▶ _SET OF TASKS_
1. Summarize the letter to the editor about Negril in two sentences.
2. According to the letter about Negril, how long is Negril's white sand beach?
3. Continue the letter about Negril from its final sentence.

▶ _PASSAGE PROVIDED_
=== Begin Enclosure ===

ONLINE READERS COMMENT – NEGRIL – CUTTING OFF THE HEAD TO SAVE THE TOE!
Dear Editor
Has anyone heard a solution like this before?
As a medico and retired surgeon, the above treatment is plainly ludicrous.
But you don’t have to be a surgeon to know that – it only needs common sense.
But yet, that is what our “surgeons” want to do to Negril.
Negril with its seven miles of pure white sand beach including Bloody Bay is world famous and a paragon of nature.
Sure – the beach has been shrinking in width due to many man-made influences resulting in the loss of a viable coral reef with its attendant fish life and the removal and dying out of sea grass. But sand comes and sand goes if truly left to natures’ wisdom and God’s plan. But so far, man (nicknamed ‘government’) thinks it can do much better. What a joke. A bad joke!
So far due to major mortal interference in the past, the Negril River has been diverted so that the Great Morass has dried and died. Now this naturally made the filtering of human waste and trash, toxic fertilisers and other chemicals no longer possible.
Instead the dried out area catches fire at the drop of a hat, and while the remaining dry flora burns and then eventually burns out, the deep dry peat in the bog smoulders on for weeks sometimes and causes new fires to re-ignite. The tourists and locals alike love inhaling smoke – I don’t think so!

=== End Enclosure ===

▶ _GIVEN DATA_
=== Begin Enclosure ===

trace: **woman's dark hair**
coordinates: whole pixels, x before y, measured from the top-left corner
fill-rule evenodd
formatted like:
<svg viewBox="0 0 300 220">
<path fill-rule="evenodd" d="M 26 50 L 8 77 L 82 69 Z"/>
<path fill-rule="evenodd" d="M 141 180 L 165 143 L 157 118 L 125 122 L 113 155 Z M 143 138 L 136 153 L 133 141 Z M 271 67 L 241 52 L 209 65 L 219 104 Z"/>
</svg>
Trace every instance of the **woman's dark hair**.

=== End Enclosure ===
=== Begin Enclosure ===

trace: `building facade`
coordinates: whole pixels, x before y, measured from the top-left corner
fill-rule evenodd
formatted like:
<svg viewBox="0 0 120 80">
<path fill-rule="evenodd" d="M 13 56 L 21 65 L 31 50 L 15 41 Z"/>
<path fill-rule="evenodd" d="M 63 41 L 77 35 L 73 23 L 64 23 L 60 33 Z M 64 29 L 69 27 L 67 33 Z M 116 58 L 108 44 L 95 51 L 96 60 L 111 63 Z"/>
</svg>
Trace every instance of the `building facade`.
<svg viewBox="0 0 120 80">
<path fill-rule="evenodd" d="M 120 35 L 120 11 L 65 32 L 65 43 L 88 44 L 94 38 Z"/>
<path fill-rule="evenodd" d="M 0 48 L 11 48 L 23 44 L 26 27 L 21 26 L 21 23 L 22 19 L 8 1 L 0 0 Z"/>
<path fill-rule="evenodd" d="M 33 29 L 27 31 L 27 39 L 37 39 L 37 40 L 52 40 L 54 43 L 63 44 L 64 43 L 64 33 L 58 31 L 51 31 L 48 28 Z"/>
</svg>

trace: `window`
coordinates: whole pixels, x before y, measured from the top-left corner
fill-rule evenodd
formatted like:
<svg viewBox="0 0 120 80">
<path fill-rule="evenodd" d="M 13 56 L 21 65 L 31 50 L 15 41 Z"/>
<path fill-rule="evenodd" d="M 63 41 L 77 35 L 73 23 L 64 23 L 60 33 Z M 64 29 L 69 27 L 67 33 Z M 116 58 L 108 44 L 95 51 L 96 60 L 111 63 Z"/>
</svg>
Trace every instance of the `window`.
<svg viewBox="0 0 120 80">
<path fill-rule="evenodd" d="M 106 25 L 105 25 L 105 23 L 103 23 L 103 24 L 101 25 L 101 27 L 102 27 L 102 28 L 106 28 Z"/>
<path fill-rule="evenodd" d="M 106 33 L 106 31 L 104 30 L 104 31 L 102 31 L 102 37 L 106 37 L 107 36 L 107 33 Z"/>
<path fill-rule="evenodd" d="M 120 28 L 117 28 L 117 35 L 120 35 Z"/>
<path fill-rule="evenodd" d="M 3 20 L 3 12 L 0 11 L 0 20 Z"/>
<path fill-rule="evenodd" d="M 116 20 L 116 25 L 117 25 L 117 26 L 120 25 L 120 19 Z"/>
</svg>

=== End Enclosure ===
=== Begin Enclosure ===

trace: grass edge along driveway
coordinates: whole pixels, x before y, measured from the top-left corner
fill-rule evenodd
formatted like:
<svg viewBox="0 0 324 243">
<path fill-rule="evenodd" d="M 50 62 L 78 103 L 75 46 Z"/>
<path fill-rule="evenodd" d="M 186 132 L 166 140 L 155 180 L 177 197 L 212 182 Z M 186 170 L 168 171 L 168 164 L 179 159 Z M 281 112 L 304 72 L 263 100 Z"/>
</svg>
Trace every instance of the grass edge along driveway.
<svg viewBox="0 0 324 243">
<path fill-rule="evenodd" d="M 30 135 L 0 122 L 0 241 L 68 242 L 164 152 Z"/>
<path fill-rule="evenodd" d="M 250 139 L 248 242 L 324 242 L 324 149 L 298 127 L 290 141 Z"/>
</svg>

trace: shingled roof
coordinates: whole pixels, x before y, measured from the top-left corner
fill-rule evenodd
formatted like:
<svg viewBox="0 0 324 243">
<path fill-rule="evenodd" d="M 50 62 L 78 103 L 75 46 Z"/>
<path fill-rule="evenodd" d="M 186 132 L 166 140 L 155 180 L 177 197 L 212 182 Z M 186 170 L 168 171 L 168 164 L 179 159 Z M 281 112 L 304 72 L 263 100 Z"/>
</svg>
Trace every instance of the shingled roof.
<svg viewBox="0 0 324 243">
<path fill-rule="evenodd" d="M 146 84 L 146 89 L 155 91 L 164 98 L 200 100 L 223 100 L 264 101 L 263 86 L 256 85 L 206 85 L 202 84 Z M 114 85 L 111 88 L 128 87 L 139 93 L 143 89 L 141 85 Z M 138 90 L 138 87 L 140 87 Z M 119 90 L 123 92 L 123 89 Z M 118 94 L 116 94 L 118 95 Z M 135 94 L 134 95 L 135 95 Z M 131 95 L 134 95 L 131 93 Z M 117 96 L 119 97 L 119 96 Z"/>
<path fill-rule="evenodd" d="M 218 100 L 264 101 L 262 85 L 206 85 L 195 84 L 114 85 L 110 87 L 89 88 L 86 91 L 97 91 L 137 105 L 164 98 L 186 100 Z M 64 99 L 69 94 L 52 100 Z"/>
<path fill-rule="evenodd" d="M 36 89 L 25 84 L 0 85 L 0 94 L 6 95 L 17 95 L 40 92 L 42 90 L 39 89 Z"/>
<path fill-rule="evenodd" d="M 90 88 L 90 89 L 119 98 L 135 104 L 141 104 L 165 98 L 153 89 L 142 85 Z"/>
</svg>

=== End Enclosure ===

▶ _ANSWERS TO THE EXERCISES_
1. A retired surgeon writes that what Negril's "surgeons" want to do to it is as ludicrous as cutting off the head to save the toe. The writer says man-made influences have shrunk the beach by killing the coral reef and sea grass, and that diverting the Negril River dried out the Great Morass, which can no longer filter waste and now catches fire.

2. Seven miles, including Bloody Bay.

3.
The sewage and chemicals over many years and especially more recently, without this filter, all but killed the offshore coral reef – another major attraction for visiting tourists and locals almost destroyed by ill thought of human intervention.
This was one example of another fantastic idea that went totally wrong. Do we need another one?
Then, thanks to the efforts of locals and stakeholders under the auspices of The Negril Coral Reef Preservation Society, the reef is finally showing some signs of regeneration on its way towards becoming what it was when I used to snorkel it in the seventies. Before we interfered this was an absolutely stunning instance of nature at its best.
But in spite of this limited progress, now the relevant government departmental authorities want to use a US$5 million plus Grant from the Adaptation Fund – a financial administration branch of the United Nations Framework Convention on Climate Change. This finances approved adaption schemes to combat climate change in underdeveloped countries.
The authorities have approved this grant to:
(a) Build a Breakwater of huge boulders which abuts each end of the existing regenerating reef and will be just over half an unnatural mile long. This equates to a five acre footprint.
(b) Dredge the Negril River of silt, largely sand from the shrinking beach – done three times before, without any permanent effect as nature just fills it up again
(c) Reclaim land beside the river mouth to build something on it – who knows what?
This proposed Boulder Breakwater is the reason for my comments.
Firstly it is assumed it will protect some 1.5 miles out of seven miles of beach – if it works at all – and it has never been tried or tested under similar circumstances!
Secondly it will be visible above sea level at the site of one of nature’s most wonderful sunset scenarios. Not to mention the ecological damage to the source of the boulders, the trucking of the same through the already potholed roads of the town 24 times a day for nine months to one year, the resultant congestion and the further road damage, the shipping of them out to dump in the sea, the damage to the existing reef in this process, and the disruption of the tourist destination – either temporarily – or even worse – permanently.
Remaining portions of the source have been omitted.